Exercise aim: When a line in the material contains the word "wing", copy it.

═════ Available records

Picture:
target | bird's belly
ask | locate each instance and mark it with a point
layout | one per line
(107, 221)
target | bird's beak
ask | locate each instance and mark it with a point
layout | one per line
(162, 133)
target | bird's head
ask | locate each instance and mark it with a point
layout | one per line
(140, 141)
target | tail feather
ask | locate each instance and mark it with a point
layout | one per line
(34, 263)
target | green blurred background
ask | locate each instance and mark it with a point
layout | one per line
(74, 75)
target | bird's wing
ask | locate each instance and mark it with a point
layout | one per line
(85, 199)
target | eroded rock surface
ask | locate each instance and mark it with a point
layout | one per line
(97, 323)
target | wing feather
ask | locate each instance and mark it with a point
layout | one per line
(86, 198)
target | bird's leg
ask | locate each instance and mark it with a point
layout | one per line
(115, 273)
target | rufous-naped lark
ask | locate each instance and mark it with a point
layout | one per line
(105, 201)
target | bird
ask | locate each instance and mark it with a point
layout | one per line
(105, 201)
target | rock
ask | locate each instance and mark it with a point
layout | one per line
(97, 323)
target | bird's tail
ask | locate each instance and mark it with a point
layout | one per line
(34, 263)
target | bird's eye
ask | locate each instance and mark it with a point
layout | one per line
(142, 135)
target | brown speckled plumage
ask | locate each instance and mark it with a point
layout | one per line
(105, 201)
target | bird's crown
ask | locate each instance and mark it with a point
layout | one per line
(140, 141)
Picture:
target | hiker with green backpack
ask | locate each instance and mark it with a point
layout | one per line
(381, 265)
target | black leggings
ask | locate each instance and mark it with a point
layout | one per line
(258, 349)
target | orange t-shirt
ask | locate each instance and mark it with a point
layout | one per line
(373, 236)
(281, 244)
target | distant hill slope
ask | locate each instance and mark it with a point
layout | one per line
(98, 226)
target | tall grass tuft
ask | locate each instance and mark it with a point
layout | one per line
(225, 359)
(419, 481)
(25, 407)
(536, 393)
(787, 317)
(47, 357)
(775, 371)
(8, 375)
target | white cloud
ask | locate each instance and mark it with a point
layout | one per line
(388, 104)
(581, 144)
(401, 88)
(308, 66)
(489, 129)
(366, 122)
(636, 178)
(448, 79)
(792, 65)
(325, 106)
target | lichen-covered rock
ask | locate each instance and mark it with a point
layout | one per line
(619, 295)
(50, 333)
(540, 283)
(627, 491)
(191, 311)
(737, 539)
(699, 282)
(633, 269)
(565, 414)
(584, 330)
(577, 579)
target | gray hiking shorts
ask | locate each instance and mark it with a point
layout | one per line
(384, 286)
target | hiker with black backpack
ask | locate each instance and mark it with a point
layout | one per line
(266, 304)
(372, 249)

══════════

Solved problem:
target | bird's wing
target | wing feather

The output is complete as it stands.